_TEXT_
• • • •

In practice we shouldn’t be using matrix inverse directly to solve the GP system. One more stable way is to compute the Cholesky decomposition of the kernel matrix. The log determinant of the covariance can also be derived from the Cholesky decomposition.
Can we determine covariance parameters from the data?
\[ \mathcal{N}\left(\mathbf{ y}|\mathbf{0},\mathbf{K}\right)=\frac{1}{(2\pi)^\frac{n}{2}{\det{\mathbf{K}}^{\frac{1}{2}}}}{\exp\left(-\frac{\mathbf{ y}^{\top}\mathbf{K}^{-1}\mathbf{ y}}{2}\right)} \]
\[ \begin{aligned} \mathcal{N}\left(\mathbf{ y}|\mathbf{0},\mathbf{K}\right)=\frac{1}{(2\pi)^\frac{n}{2}\color{yellow}{\det{\mathbf{K}}^{\frac{1}{2}}}}\color{cyan}{\exp\left(-\frac{\mathbf{ y}^{\top}\mathbf{K}^{-1}\mathbf{ y}}{2}\right)} \end{aligned} \]
\[ \begin{aligned} \log \mathcal{N}\left(\mathbf{ y}|\mathbf{0},\mathbf{K}\right)=&\color{yellow}{-\frac{1}{2}\log\det{\mathbf{K}}}\color{cyan}{-\frac{\mathbf{ y}^{\top}\mathbf{K}^{-1}\mathbf{ y}}{2}} \\ &-\frac{n}{2}\log2\pi \end{aligned} \]
\[ E(\boldsymbol{ \theta}) = \color{yellow}{\frac{1}{2}\log\det{\mathbf{K}}} + \color{cyan}{\frac{\mathbf{ y}^{\top}\mathbf{K}^{-1}\mathbf{ y}}{2}} \]
The parameters are inside the covariance function (matrix). \[k_{i, j} = k(\mathbf{ x}_i, \mathbf{ x}_j; \boldsymbol{ \theta})\]
\[\mathbf{K}= \mathbf{R}\boldsymbol{ \Lambda}^2 \mathbf{R}^\top\]
|
\(\boldsymbol{ \Lambda}\) represents distance on axes. \(\mathbf{R}\) gives rotation. |

• • • •

_Segmentation data_

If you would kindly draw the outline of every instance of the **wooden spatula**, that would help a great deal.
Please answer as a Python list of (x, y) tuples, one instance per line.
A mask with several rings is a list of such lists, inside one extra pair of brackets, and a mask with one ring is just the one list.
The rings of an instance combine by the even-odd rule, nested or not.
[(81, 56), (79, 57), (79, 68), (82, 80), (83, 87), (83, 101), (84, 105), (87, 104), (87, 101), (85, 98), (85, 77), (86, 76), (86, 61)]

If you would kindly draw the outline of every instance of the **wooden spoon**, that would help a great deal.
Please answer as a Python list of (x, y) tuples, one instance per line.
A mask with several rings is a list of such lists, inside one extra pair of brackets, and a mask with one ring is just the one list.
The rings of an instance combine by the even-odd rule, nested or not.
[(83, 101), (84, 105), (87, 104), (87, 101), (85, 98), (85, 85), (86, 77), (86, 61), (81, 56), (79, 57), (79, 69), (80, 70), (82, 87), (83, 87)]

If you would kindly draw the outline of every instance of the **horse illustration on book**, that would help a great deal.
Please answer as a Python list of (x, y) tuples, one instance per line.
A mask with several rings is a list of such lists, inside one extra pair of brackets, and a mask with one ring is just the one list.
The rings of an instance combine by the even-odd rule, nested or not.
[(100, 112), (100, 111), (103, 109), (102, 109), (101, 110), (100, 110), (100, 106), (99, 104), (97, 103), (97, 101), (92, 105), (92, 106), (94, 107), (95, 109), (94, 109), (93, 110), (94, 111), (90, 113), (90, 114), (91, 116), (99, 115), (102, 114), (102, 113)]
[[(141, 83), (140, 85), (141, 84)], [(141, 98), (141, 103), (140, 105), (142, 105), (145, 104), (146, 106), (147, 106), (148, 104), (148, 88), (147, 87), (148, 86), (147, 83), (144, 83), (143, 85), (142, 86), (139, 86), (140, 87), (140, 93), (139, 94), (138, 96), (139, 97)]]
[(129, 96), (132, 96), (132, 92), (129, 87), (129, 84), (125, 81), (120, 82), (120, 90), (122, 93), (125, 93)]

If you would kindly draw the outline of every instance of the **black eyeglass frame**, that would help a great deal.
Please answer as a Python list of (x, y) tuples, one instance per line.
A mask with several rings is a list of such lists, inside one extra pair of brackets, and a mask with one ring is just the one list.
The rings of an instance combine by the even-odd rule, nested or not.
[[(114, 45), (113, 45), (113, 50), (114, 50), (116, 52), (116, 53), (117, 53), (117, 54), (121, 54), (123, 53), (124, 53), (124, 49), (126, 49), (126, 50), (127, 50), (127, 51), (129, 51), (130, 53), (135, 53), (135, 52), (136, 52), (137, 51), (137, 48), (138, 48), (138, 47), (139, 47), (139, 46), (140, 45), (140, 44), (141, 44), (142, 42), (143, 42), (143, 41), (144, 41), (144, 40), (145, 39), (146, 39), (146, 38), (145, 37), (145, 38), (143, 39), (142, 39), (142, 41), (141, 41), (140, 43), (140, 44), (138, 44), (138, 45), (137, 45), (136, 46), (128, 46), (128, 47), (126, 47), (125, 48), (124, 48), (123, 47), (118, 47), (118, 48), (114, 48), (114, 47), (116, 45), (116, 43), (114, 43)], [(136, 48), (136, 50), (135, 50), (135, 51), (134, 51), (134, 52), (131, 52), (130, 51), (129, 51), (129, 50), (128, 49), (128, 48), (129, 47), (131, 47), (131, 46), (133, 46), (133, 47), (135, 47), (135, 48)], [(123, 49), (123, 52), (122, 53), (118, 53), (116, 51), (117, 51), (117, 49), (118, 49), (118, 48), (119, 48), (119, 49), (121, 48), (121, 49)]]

• • • •

_SET TASKS_
**a.** What does the Gaussian process text name as a more stable way to solve the system than using a matrix inverse directly?
**b.** Repeat the part of the Gaussian process text that opens with the words containing "In practice we" and closes with "from the data?".
The records were taken from a different source than the text.

_ANSWERS FOR THIS EXERCISE_
**a.** Computing the Cholesky decomposition of the kernel matrix.

**b.**
In practice we shouldn’t be using matrix inverse directly to solve the GP system. One more stable way is to compute the Cholesky decomposition of the kernel matrix. The log determinant of the covariance can also be derived from the Cholesky decomposition.
Can we determine covariance parameters from the data?